(Stored entries)
-----

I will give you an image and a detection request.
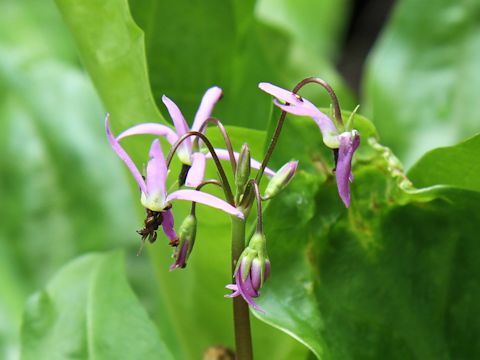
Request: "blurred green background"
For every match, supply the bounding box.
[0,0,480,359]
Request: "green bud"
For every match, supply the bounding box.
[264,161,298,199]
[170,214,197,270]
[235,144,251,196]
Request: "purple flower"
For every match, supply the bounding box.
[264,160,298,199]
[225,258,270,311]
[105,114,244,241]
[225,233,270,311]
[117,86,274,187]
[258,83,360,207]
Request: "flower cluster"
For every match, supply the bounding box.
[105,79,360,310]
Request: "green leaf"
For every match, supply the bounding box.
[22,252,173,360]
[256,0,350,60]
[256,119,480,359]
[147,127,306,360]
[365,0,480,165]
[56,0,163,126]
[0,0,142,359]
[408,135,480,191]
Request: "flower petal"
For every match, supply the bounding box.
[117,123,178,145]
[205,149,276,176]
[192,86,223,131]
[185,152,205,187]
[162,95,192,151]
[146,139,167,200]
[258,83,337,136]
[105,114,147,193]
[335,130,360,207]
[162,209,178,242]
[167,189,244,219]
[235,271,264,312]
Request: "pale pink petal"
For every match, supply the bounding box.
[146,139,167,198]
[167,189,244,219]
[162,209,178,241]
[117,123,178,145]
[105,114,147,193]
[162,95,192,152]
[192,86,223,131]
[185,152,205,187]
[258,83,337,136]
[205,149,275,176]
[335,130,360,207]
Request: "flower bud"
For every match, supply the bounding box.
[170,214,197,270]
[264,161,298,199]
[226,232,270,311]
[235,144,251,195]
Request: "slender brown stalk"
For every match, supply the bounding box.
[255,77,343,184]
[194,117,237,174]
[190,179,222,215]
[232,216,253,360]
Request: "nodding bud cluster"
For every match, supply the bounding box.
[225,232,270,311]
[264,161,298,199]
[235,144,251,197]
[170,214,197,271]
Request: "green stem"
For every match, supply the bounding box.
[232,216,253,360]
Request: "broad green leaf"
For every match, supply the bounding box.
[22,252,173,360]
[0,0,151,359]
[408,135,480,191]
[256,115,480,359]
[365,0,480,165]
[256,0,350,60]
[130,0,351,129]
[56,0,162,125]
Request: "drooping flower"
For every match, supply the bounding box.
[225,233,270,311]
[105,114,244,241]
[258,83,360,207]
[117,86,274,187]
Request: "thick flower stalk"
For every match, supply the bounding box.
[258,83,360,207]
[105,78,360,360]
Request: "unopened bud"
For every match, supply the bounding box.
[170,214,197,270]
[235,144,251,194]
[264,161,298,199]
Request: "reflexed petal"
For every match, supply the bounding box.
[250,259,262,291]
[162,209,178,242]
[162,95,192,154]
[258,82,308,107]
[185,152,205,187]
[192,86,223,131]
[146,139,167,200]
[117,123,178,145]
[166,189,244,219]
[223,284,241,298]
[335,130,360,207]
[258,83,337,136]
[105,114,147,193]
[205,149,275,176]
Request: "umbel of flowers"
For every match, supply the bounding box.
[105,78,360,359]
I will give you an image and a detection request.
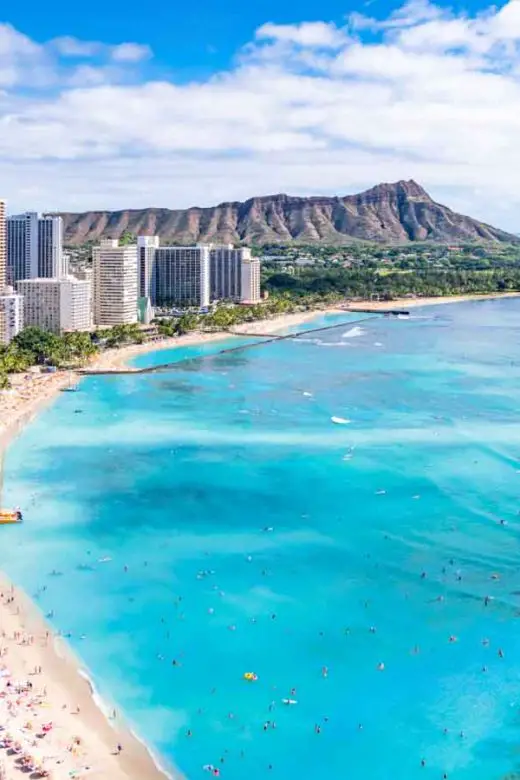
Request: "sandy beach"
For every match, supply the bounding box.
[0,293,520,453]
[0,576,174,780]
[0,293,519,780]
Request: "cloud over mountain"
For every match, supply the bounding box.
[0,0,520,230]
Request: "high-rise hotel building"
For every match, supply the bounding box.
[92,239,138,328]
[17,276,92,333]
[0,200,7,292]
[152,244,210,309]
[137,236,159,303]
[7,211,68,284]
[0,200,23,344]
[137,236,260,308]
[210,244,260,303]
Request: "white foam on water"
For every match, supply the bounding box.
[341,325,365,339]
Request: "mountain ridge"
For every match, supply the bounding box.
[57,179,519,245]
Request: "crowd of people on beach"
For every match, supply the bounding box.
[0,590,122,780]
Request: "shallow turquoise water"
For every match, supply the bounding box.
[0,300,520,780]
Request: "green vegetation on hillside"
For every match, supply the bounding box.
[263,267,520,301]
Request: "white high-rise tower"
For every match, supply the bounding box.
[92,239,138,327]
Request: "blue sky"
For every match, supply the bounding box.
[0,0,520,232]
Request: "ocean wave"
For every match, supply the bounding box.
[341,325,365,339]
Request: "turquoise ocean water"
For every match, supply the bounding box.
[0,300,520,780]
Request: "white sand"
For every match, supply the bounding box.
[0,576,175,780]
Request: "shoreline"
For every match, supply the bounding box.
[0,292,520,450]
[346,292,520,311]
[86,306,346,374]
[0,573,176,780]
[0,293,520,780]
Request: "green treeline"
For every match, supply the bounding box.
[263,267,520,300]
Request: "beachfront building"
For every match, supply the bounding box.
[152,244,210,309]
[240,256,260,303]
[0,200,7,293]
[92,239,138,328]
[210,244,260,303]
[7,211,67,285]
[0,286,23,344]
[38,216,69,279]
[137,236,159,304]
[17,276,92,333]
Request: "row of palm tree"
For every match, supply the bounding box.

-----

Your objective
Please pick out every line of the entries above that contains the word "green" and copy each of those lines.

Response to this task
Request: "blurred green background"
Request: "green bud"
Request: "green leaf"
Request: "green stem"
Request: "broad green leaf"
Request: "green vegetation on hillside"
Request: "green treeline"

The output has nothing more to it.